小問 A:
合同研究会2014の報告によると、3日間の参加登録者数は何名でしたか。

原典資料:
::::::::

合同研究会2014年の各研究会の報告です.
合同研究会2014全体概要
概要
人工知能学会では,2011年より毎年秋に,慶応義塾大学日吉キャンパスの來往舎(一部,協生館)にて10程度の研究会が参加する合同研究会を行っています.本年(2014年)もここ数年同様に,発表/聴講無料として合同研究会2014を11月20日(木)~22日(土)に開催した.今回は,三日間の中で13の研究会において93件の研究発表が行われ,その中で12件の招待講演が企画されました.
さらに今年からの新企画として,2013年度に研究会優秀賞を授賞した方々に,その研究内容をコンパクトにご講演頂く企画(研究会優秀賞記念講演)を連日午後の最初におこないました.また5つの企業にスポンサーとなっていただき,中日(21日)夜には,来往舎のファカルティラウンジで行われた懇親会の冒頭にてごあいさつ頂きました.
こうして合同研究会2014は,3日間で401名の参加登録をいただき,大盛況で終了しました.ご発表者,議論に参加していただいた方,事務局をはじめとする運営者のみなさまに感謝いたします.
企業展示
本研究会では,ゴールドスポンサーとして,NTTデータ数理システム様,構造計画研究所創造工学部様,ホットリンク様に,シルバースポンサーとして,とめ研究所,Jibe Mobile株式会社にご協力いただきました.特にゴールドスポンサーの3社様には,三日間にわたり受付前にて展示を行っていただき,研究者との交流をはかっていただきました.
研究会優秀賞記念講演
あらたな企画として,昨年度(2013年度)の研究会優秀賞受賞者に15分ずつご公演いただきました.毎日4件ずつで,3日間で12件のご講演をいただきました.異なる研究会の活動を互いに知ることができる合同研究会の特徴を活かしたこの企画に対しては,アンケート結果でも概ね好評を得られました.また事前参加登録いただいた際に,PDFの版の「人工知能学会2013年度研究会優秀論文集」をダウンロードいただきました.
11月20日(木)

::::::::

提供資料:
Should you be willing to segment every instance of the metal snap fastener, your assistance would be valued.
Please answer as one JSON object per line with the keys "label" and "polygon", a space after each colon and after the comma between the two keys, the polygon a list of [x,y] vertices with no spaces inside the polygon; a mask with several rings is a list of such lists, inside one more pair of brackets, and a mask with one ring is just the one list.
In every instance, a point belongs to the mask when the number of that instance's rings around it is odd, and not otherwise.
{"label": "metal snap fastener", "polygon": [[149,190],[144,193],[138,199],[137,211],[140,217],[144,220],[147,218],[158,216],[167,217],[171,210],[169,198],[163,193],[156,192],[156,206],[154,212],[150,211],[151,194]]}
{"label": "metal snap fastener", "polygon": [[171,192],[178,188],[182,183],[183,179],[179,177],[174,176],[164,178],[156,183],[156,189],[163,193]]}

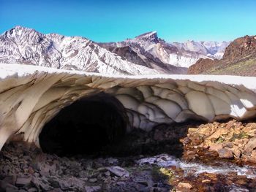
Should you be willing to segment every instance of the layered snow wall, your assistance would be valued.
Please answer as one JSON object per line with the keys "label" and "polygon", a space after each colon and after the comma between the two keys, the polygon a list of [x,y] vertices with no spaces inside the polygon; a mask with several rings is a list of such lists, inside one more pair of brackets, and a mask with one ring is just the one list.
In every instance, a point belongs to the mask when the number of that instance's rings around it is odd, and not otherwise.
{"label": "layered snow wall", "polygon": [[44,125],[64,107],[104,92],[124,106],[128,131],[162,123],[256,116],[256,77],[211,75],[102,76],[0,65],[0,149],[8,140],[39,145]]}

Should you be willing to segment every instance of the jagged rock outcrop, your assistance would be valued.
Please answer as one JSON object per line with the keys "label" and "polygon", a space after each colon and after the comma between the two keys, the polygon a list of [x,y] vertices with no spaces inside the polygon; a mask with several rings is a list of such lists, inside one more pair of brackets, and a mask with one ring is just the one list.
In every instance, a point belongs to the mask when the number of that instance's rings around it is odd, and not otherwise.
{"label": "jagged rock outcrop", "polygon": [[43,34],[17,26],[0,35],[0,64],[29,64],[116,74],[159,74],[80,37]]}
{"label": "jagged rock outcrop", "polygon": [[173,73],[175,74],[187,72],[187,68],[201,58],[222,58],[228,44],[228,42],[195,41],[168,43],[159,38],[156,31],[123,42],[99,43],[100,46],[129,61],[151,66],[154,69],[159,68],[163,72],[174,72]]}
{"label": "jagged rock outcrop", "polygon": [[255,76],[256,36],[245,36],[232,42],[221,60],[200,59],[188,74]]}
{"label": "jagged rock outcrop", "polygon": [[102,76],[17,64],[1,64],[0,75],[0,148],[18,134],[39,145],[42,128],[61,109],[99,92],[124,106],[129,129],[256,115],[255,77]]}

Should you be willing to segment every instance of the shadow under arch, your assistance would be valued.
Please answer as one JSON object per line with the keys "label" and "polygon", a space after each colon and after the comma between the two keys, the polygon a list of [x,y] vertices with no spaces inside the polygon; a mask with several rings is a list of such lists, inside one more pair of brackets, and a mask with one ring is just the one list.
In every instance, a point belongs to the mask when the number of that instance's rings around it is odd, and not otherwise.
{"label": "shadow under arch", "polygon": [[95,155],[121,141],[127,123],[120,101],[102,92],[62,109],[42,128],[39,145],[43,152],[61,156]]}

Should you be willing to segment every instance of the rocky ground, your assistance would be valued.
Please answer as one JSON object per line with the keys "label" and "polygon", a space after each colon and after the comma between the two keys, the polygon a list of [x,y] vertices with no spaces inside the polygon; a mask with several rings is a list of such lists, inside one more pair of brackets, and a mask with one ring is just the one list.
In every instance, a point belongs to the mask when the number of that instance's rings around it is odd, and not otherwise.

::::::::

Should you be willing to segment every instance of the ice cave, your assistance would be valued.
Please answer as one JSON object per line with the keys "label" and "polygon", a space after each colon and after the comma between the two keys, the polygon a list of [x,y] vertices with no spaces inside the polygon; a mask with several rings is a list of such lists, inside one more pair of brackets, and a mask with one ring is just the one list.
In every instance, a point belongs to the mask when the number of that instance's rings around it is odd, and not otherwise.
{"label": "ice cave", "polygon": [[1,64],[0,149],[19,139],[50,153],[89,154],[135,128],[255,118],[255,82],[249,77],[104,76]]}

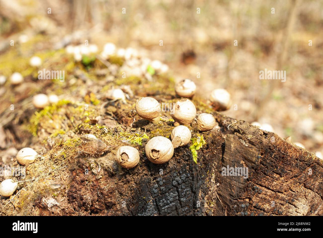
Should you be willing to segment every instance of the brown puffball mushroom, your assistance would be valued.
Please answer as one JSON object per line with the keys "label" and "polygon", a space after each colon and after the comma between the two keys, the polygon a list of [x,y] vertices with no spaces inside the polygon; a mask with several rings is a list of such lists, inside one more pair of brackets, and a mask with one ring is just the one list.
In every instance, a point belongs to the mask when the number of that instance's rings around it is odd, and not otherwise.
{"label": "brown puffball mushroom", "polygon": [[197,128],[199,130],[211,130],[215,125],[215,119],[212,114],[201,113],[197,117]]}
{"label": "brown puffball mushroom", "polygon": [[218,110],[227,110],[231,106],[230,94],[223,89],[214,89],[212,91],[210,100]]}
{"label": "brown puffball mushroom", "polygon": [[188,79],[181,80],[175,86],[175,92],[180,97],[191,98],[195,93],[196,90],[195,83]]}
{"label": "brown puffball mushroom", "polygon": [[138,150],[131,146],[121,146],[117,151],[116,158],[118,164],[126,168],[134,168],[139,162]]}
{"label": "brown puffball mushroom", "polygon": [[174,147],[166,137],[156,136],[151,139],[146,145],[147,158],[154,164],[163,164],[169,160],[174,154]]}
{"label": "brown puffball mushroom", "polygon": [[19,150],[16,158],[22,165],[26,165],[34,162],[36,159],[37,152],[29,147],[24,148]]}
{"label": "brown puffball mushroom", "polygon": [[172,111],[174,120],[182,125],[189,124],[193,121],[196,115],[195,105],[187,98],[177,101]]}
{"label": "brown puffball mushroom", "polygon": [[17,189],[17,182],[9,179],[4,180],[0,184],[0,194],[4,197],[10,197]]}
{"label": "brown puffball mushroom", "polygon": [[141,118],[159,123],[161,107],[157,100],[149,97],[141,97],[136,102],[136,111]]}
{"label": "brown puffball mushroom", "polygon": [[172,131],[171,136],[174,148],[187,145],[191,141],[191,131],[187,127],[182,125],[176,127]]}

::::::::

小問 B:
記録の中から「under」という語を含む行をすべて見つけ、書き写してください。

解答全文 A:
401名です。

解答全文 B:
Should you be willing to segment every instance of the shadow under arch, your assistance would be valued.
{"label": "shadow under arch", "polygon": [[95,155],[121,141],[127,123],[120,101],[102,92],[62,109],[42,128],[39,145],[43,152],[61,156]]}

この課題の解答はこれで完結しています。